__RECORDS FOR THIS TASK__
══════

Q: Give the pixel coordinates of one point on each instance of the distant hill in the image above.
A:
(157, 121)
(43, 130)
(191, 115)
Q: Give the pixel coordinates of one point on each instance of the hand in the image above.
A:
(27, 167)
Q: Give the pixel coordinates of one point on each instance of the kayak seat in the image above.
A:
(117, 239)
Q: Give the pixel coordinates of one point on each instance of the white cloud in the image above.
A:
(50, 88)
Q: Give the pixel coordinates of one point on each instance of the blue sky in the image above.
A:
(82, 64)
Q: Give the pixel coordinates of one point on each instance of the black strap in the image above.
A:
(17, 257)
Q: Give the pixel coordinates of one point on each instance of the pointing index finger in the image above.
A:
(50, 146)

══════

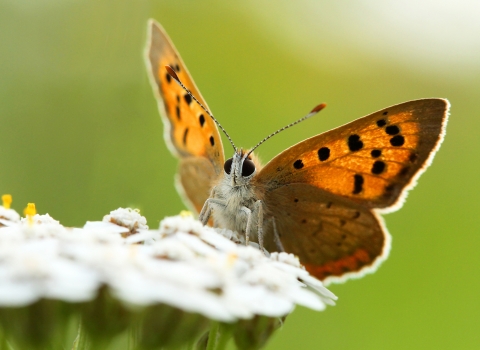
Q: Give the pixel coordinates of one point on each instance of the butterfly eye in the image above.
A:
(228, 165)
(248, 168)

══════

Above are the records. Copy every line in them holding "each".

__SOLUTION TO THE PROBLEM__
Q: Give the pixel coordinates of one point on each instance of the distant hill in the image above.
Q: Give the pixel coordinates of one point on each instance of the hand in the image above.
Q: Give the pixel coordinates of one point on each instance of the kayak seat in the image above.
Q: Give the pixel coordinates of one point on each instance of the white cloud in the image above.
Q: Give the pixel coordinates of one point on each instance of the blue sky in the image above.
Q: Give the pixel coordinates of one point on each instance of the black strap in the image above.
Q: Give the pixel coordinates of one point on each instance of the pointing index finger in the image above.
Q: Give the pixel coordinates of one point on each instance of the butterfly eye in the image above.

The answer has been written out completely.